Collected data:
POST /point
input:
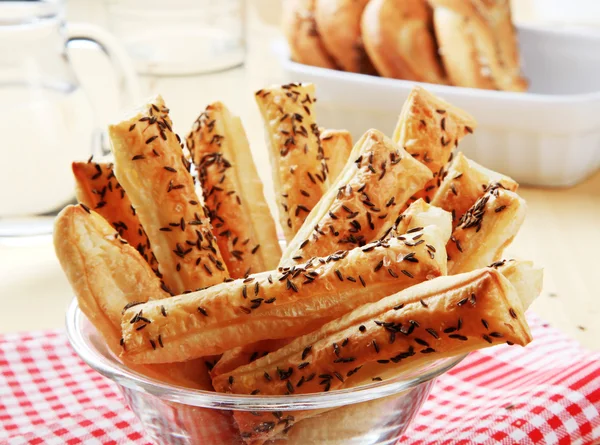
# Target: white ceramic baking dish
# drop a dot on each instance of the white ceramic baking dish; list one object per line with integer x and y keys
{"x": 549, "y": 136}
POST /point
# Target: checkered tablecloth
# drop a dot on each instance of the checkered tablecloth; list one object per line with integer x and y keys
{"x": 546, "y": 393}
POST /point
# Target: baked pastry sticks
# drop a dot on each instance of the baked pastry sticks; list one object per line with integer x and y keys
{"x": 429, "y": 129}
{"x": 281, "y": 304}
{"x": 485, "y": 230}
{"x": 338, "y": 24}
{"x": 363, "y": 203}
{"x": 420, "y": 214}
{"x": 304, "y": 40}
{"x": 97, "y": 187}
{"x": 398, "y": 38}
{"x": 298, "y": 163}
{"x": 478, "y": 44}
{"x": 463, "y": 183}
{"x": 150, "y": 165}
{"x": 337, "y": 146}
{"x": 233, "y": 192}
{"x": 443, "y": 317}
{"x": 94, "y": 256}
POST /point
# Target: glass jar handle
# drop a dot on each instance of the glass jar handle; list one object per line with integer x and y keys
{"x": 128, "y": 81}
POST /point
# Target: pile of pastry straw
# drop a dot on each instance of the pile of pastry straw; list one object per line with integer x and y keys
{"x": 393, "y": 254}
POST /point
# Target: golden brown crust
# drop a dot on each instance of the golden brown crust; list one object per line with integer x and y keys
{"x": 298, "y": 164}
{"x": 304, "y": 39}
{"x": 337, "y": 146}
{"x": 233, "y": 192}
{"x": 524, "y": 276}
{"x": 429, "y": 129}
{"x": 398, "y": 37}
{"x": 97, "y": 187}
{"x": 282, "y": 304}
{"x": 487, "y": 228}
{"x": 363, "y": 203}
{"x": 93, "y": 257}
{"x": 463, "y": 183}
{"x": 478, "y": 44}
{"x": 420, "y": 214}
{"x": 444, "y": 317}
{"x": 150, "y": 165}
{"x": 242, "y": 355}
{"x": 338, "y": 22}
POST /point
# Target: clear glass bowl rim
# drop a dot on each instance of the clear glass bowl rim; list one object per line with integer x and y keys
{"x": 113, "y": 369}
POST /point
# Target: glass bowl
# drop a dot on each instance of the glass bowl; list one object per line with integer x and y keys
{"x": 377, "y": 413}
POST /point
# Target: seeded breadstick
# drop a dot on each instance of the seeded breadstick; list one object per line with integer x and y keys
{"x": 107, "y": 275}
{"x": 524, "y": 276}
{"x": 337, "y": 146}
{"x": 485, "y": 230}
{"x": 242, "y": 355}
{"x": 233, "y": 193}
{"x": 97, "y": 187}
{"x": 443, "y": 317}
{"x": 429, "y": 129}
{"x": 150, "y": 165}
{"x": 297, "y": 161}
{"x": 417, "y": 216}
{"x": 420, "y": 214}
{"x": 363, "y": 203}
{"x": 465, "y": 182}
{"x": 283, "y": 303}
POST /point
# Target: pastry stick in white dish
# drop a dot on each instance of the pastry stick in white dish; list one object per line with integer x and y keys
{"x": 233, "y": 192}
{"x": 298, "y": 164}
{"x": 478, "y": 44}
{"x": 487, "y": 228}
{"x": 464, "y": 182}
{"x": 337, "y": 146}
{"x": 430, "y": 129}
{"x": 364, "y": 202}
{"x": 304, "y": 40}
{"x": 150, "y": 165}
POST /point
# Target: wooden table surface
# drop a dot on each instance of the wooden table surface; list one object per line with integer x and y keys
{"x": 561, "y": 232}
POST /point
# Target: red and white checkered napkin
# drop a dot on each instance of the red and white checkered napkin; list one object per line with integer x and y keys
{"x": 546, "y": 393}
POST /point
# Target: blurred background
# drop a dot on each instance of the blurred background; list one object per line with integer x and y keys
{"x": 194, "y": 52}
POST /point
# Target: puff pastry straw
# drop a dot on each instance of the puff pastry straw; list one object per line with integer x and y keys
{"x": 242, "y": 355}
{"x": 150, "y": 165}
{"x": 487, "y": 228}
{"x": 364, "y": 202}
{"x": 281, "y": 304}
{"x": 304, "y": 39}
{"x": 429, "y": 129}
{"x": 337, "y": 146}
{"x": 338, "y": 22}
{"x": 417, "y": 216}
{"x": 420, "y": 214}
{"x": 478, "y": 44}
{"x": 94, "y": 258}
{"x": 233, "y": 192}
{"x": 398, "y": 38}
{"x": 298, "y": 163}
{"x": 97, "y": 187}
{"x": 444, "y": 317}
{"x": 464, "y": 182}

--

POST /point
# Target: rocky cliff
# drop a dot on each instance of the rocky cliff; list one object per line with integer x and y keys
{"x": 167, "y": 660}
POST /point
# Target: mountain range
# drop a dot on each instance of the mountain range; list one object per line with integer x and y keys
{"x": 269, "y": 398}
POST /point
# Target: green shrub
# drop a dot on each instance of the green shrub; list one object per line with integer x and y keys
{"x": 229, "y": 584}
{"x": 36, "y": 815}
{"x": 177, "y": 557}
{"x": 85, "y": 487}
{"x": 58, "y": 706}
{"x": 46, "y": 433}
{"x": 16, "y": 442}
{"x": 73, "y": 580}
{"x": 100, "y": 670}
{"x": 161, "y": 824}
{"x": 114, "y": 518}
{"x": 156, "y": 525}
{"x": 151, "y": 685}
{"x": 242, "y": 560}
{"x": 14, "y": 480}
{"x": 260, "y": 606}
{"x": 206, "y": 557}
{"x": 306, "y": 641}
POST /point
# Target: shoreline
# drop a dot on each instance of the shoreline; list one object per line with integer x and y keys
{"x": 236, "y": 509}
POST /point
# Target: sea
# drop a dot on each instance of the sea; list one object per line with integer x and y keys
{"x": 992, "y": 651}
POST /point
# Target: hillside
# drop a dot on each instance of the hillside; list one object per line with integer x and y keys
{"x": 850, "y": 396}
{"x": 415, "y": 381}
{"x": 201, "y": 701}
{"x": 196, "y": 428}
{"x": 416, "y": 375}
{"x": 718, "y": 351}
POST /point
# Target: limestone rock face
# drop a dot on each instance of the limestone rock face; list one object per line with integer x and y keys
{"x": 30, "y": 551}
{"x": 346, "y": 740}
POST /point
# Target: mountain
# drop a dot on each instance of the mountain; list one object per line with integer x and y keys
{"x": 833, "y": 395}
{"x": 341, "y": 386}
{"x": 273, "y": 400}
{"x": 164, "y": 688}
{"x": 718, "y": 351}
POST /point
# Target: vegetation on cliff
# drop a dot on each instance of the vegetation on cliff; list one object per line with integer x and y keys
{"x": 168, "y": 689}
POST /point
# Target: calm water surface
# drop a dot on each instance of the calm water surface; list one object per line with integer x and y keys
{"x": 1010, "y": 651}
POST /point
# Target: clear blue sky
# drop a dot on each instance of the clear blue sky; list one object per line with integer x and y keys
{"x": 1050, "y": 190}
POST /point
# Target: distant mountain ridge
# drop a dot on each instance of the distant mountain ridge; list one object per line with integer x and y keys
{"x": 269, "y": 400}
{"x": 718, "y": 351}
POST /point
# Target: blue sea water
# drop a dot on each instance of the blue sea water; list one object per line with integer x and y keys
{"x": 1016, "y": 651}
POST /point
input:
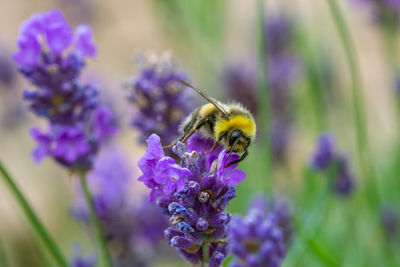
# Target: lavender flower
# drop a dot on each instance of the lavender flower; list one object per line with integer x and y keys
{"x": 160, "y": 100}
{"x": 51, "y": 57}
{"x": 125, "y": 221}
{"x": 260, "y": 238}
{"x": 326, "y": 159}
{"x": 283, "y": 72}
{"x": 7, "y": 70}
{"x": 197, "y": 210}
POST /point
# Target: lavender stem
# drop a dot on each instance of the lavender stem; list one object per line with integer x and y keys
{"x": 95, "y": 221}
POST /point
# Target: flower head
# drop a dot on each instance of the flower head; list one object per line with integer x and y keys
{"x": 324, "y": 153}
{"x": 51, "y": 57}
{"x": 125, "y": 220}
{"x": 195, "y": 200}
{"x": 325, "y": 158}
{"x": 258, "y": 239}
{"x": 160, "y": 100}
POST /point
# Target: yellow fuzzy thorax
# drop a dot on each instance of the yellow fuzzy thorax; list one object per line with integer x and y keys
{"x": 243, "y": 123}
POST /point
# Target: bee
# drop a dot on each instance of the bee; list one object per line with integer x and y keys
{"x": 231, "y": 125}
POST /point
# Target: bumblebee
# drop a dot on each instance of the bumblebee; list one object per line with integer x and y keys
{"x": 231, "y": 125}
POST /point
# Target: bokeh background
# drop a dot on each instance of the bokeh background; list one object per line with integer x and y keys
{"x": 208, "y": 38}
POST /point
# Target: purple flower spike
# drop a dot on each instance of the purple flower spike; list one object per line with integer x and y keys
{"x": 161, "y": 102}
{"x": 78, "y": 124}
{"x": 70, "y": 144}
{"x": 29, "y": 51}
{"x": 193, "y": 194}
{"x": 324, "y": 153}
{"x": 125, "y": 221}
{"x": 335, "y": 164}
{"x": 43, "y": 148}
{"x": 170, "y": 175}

OBJECTIVE:
Tally the lines in the entries above that contain the string "baking", treating uppercase and lowercase as different, and give only the number.

WRITTEN ANSWER:
2